Data taken from a collection:
----

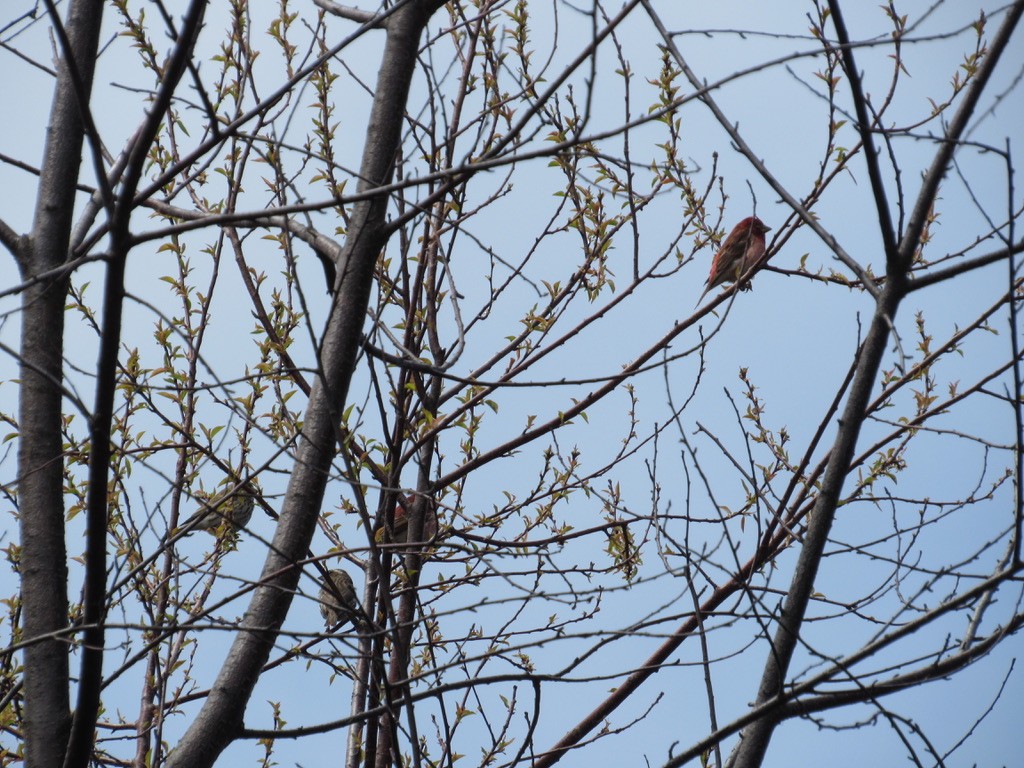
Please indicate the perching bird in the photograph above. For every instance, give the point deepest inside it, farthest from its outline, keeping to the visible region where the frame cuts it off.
(400, 523)
(741, 250)
(348, 610)
(228, 513)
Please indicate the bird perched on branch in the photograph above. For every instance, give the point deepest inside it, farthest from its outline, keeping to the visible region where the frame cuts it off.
(224, 513)
(740, 251)
(339, 604)
(400, 521)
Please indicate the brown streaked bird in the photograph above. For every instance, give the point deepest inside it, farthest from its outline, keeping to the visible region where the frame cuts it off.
(224, 513)
(348, 610)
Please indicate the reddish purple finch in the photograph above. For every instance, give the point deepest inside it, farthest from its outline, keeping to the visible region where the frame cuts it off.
(400, 521)
(739, 252)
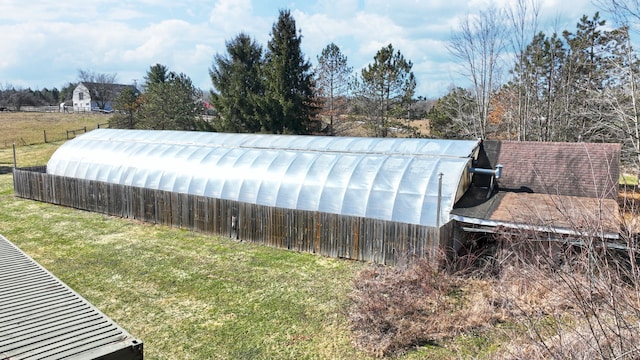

----

Rewrite the material above, substituting "image" for each occurrence of "photograph" and leaving everything else unchanged. Leave the pictures out of your answer.

§ **Completed task**
Please indicate the perching bird in the image above. For every instance, give the point deepest inside it, farthest from its outline, keeping to the visible region where the frame cuts it off.
(400, 523)
(741, 250)
(348, 610)
(228, 513)
Please indicate the bird perched on branch in the image above. For every instance, give the point deepest inside it, farthest from its outline, keeping to the visible region where the frame cuts it off.
(224, 513)
(740, 251)
(339, 604)
(400, 521)
Please indicate the brown streaked bird in the image above. For every instance, give the point deepest inside it, farthest from its outline, keeping to the visible region where the frame cuts it off.
(224, 513)
(348, 610)
Please indicate the reddish purple finch in the image above. For every instance, give the point deepest inside it, farthest from its outline, keeping to the visible region where the frame cuts it off.
(400, 521)
(739, 252)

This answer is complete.